US 5419051 A
A bowsight for attachment to a bow. The bowsight has a crosswire frame which is supported by a bracket held to the bow. A pin slide is formed in an inner frame member and has a cylindrical opening. The pins are held on discs which slide into the cylindrical opening and which are tightened by an Allen screw against a slot in the disc, thereby expanding the disc against the side of the pin slot. The crosswire frame may be incrementally moved up and down with respect to the bracket by a series of detents in the frame and a spring loaded ball in the bracket. The spring loaded ball may be tightened so that the spring is completely compressed thereby locking the ball in a chosen detent.
1. A bowsight for attachment to a bow for improving the aim of the bow user comprising:
a bracket affixable to a bow;
a reticle support frame held by said bracket, said support frame having an inner frame member having an inner edge, a back side, a front side, a top, a bottom and an outer edge;
a pin slide comprising a vertical cylindrical opening formed in said inner frame member and extending from the bottom to near the top, which pin slide includes an elongated pin slot extending to said outer edge of said inner frame member and said pin slide further including an Allen screw access slot extending vertically along one of said sides; and
a plurality of sliding pin block discs, each pin block disc supporting a bowsight pin extending generally axially therefrom and extending through said elongated pin slot, each pin block disc also having a threaded Allen screw opening extending to an Allen screw hole bottom part way through said disc and positioned to be accessible from said Allen screw access slot and an expansion slot formed at a right angle to said Allen screw slot below the Allen screw hole bottom, whereby a plurality of bowsight pins may be adjustably positioned along said inner frame member.
2. The bowsight of claim 1 wherein said reticle support frame is four sided and has a top frame member, an outer frame member and a bottom frame member.
3. The bowsight of claim 1 wherein said inner frame member is held to said bracket by a slide attachment allowing the reticle support frame to be adjustably raised and lowered wherein the slide assembly comprises;
a first slide member on said inner edge of said inner frame member, said first slide member having a vertical center having a plurality of detents; and
a second slide member held on a bracket cross piece held by said bracket, said second slide member mating with said first slide member so that the reticle support frame may be moved up and down with respect to said bracket cross piece, said bracket cross piece having an opening threaded from an exterior end and extending through the bracket cross piece and including a ball bearing adjacent the plurality of detents, a helical spring adjacent the ball bearing and a threaded shaft with a shaft handle for tightening the ball against one of the detents but when loosened permitting the frame to be incrementally moved up and down.

Entries shown:
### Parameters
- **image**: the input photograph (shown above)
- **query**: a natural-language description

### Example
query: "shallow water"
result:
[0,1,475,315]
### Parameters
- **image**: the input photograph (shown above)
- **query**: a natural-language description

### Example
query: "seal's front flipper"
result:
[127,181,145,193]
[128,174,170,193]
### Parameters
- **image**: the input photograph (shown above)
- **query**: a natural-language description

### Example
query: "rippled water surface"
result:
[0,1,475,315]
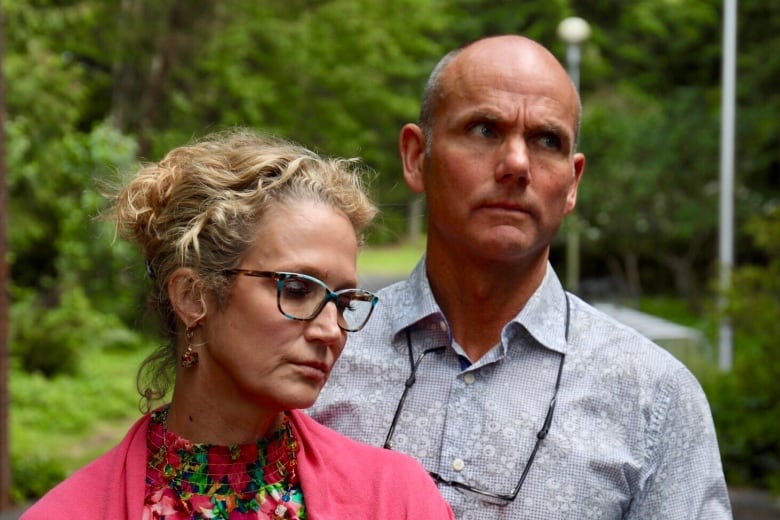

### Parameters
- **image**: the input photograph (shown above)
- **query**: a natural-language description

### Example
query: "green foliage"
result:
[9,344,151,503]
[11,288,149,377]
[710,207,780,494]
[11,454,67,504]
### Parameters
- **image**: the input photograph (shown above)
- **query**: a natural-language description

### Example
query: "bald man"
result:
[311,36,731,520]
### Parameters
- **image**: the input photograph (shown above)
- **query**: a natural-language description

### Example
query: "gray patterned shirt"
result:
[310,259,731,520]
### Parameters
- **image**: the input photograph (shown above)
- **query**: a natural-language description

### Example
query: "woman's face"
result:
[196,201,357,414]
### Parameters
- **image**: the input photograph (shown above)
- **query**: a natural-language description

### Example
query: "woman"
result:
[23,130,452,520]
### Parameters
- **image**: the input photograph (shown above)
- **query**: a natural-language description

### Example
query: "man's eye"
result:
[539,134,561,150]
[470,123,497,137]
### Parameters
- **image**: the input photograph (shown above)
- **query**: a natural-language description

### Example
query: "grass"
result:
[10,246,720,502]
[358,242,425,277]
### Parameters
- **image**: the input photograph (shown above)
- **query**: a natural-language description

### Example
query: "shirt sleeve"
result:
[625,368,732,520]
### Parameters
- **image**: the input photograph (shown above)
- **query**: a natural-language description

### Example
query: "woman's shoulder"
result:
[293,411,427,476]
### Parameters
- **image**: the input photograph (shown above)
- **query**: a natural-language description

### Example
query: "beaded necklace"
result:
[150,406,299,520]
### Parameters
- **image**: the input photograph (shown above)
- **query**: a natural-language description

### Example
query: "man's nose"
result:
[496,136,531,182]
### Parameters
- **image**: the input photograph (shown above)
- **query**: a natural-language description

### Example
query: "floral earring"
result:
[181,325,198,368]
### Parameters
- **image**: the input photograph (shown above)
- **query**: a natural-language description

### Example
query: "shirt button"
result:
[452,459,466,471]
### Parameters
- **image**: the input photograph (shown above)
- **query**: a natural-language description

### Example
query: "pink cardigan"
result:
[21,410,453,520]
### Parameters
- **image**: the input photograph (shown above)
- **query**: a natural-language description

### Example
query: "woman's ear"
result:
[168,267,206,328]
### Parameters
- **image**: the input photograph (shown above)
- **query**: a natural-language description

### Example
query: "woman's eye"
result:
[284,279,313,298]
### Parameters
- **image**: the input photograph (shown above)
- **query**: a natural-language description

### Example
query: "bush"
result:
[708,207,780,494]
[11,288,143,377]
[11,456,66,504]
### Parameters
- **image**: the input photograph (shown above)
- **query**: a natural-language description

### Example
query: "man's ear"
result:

Given problem A:
Please list each part that the first claim of the bowsight patent says the inner frame member has.
Given problem B:
Write the next part of the bowsight patent, picking up after its final sentence.

Result A:
inner edge, back side, front side, top, bottom, outer edge

Result B:
4. The bowsight of claim 3 wherein the length of the spring is selected so that the spring will become completely collapsed to permanently hold the ball in the selected detent.
5. The bowsight of claim 3 wherein said slide assembly is a dovetail slide.
6. The bowsight of claim 3 wherein said bracket cross piece is cylindrical and held in a clamp on said bracket so that it may be turned and moved in and out to provide further adjustment for the reticle frame.
7. The bowsight of claim 6 wherein there are position indicating indicia on the bracket cross piece and on the inner frame member.
8. The bowsight of claim 3 wherein there are about 20 detents on said inner frame member.
9. A bowsight for attachment to a bow comprising:
a reticle support frame having an inner frame member which supports a plurality of spaced bowsight pins;
a bracket cross piece having a slidable dovetail connection to said inner frame member, said inner frame member having a plurality of detents formed therealong and said cross piece having an opening therealong, said opening being threaded from a remote end of the cross piece and having a threaded rod therein having an adjustment handle extending past the remote end of the cross piece and having an inner end which contacts a spring having a spring length which also contacts a ball bearing captured adjacent a frame end, said ball bearing and said detents being positioned so that the ball bearing rides in and out of the detents and the spring length being selected so that when the threaded rod is tightened, the spring is completely collapsed so that the reticle frame cannot move with respect to the bracket cross piece; and
a bracket adjustably affixed to the cross piece and said bracket being affixable to a bow.
10. The bowsight of claim 9 wherein said bracket cross piece has an indicia marked therealong terminating at the inner frame member and the inner frame member has vertical indicia positioned so that the vertical position of the inner frame member may be ascertained with respect to the cross piece and the position of the cross piece with respect to the bracket may be ascertained.
The field of the invention is archery and the invention relates more particularly to bowsights for improving the aim of the archer.
Bowsights are well known and numerous patents have been granted therefor. One such bowsight is shown in the Topel U.S. Pat. No. 4,136,462 which has a plurality of adjustable pins in a bowsight frame. This bowsight has a number of knurled knobs that extend outwardly therefrom which potentially can catch on underbrush and the like and therefore a more compact and streamlined sight would be useful.
It is an object of the present invention to provide a compact bowsight with adjustable bowsight pins which bowsight can be adjusted upwardly and downwardly in discrete increments and yet may be locked in a desired position.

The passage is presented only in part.